▶ Alıştırma görevleri:
1: ÖSYM sınav soruları metnine göre geçen yıl kullanılan soru sayısı kaça ulaştı?
2: ÖSYM sınav soruları metnini son cümlesinden sonra devam ettirin.

▶ Belge alıntısı:
Güncelleme Tarihi:
ÖSYM Başkanı Prof. Dr. Ali Demir, elektronik sınavlardaki soruların açıklanmasının, sınavların istenilen sayıda yürütülmesini imkansızlaştıracağını söyledi. Demir, ÖSYM’nin yaptığı sınavların ardından soruların tamamının yayınlanmaması ve 6495 sayılı Kanun ile de ÖSYM’nin sınavlarda sorduğu soruların Bilgi Edinme Hakkı Kanunu kapsamı dışına çıkarılmasına ilişkin açıklamalarda bulundu.
Yılda 40’a yakın merkezi sınav yapan ÖSYM’nin, her sınavda sorduğu yaklaşık 100 soruyla yılda 4 bin soru kullandığını belirten Demir, geçen yıl sınav sayısının artmasına paralel soru sayısının, 11 bin 200’e ulaştığını vurguladı.
ÖSYM’nin 39 yıllık geçmişi de gözönüne alındığında hazırlanan ve sorulan soru adedinin çok ciddi rakamlara eriştiğini dile getiren Demir, ancak bugüne kadar ÖSYM’nin yaygın bir uygulama olarak bir sınavda sorduğu soruyu başka bir sınavda kullanmadığını ifade etti.
Demir, kamuoyunun takdirini toplayan bu uygulamanın diğer yandan soru hazırlamada her gün daha uç alanlara daha ince detaylara gitme riskini oluşturduğunu ve bazı önemli sınavlarda çok ciddi kısıtlamalar getirebildiğine işaret etti.

▶ Toplanan veriler:
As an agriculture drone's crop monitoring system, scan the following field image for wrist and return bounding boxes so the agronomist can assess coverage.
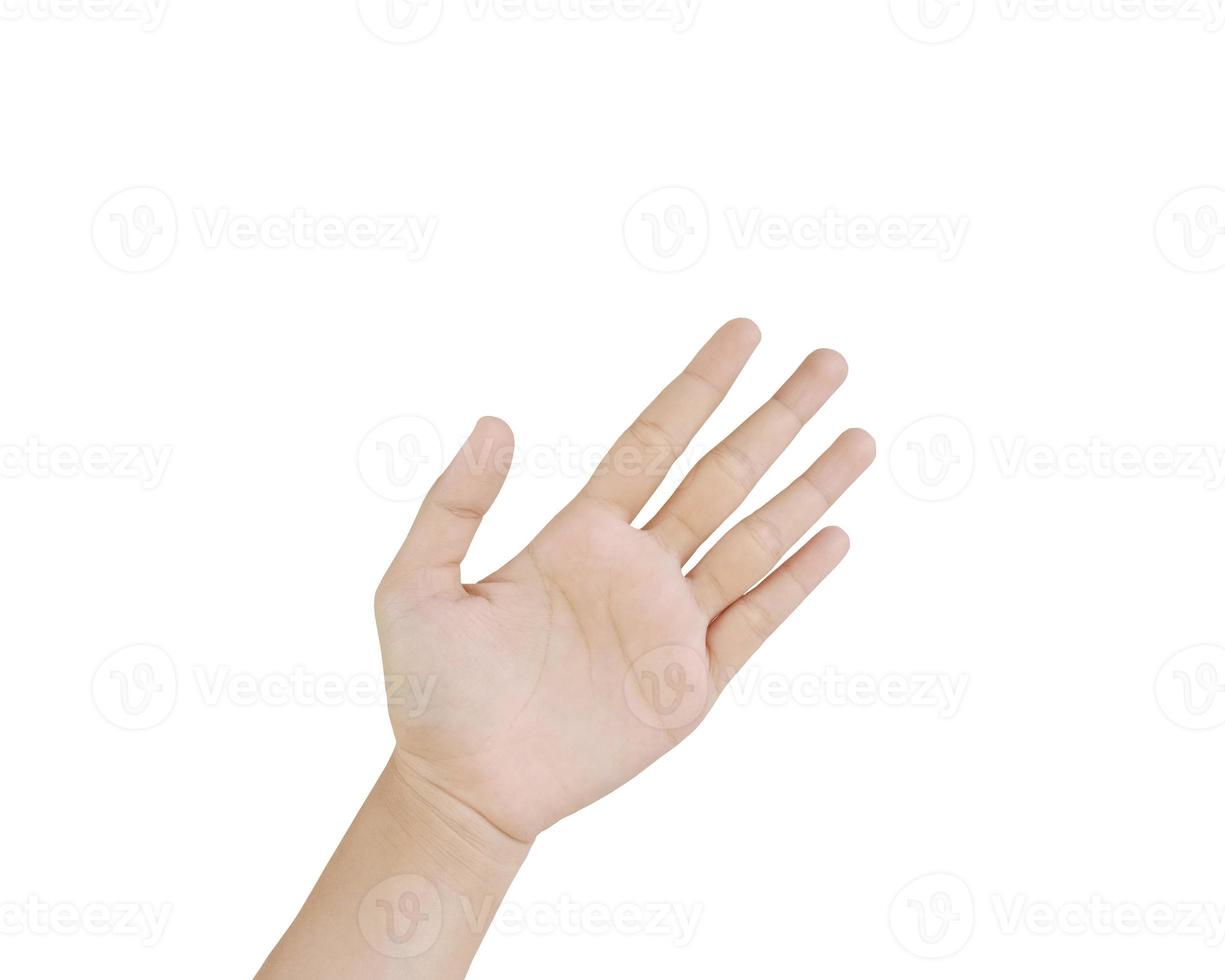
[371,748,532,895]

▶ Alıştırma sonuçları:
1: 11 bin 200'e ulaştı.

2:
Soruların gerçek kolaylık, zorluk, ölçme kalitesi derecelerinin, bilimsel anlamda sadece adayların sınav anında verdikleri cevaplarla belirlendiğine dikkati çeken Demir, bunun da soruların, fiilen gerçekleştirilen bir sınavda denenmesiyle mümkün olduğunu söyledi. Demir, ölçme kalitesi yüksek soruların tekrar sorulabilmesi imkanından vazgeçilmesinin düşünülülemeyeceğini söyledi.
"Mesnetsiz, yalan ve adayları rahatsız edici yorumlar"
Demir, elektronik sınav uygulamaları konusunda çalışmalarını sürdürdüklerini anlatan Demir, sözlerini şöyle sürdürdü:
“Önümüzdeki kısa ve orta zaman diliminde elektronik sınavları gerçekleştirmenin heyecanını yaşıyoruz. Randevu ile belirli bilişim ağı güvenliği sağlanmış sınav merkezlerinde yapılacak bu sınavlar haftanın her günü yapılabileceği gibi günde birkaç kez de yapılabilir duruma getirildi. Bu sınavlarda sorulan soruların hemen sınavdan sonra açıklanması gibi bir uygulama sınavların istenilen sayıda yürütülmesini imkansız hale getirecektir. O nedenlendir ki dünyada sınav yapan kuruluşlar kesinlikle soruları açıklamıyor. Biz de açıklamama kararı aldık.”
Soruların yüzde 10’u açıklanacak
ÖSYM’nin tüm işlemlerinde şeffaflığı prensip edindiğini ve bunu misyonunda da net biçimde belirttiğin ifade eden Demir, ÖSYM’nin sınava hazırlanan adayların bilgi edinmeleri ve sınavlarını cevap kağıtlarıyla fiili olarak değerlendirebilmeleri için 29 Ağustos’tan itibaren sınavlarda sorulan soruların yüzde 10’unu sınav sonuçları açıklandığında kamuoyuna duyurma kararı aldığını da hatırlattı.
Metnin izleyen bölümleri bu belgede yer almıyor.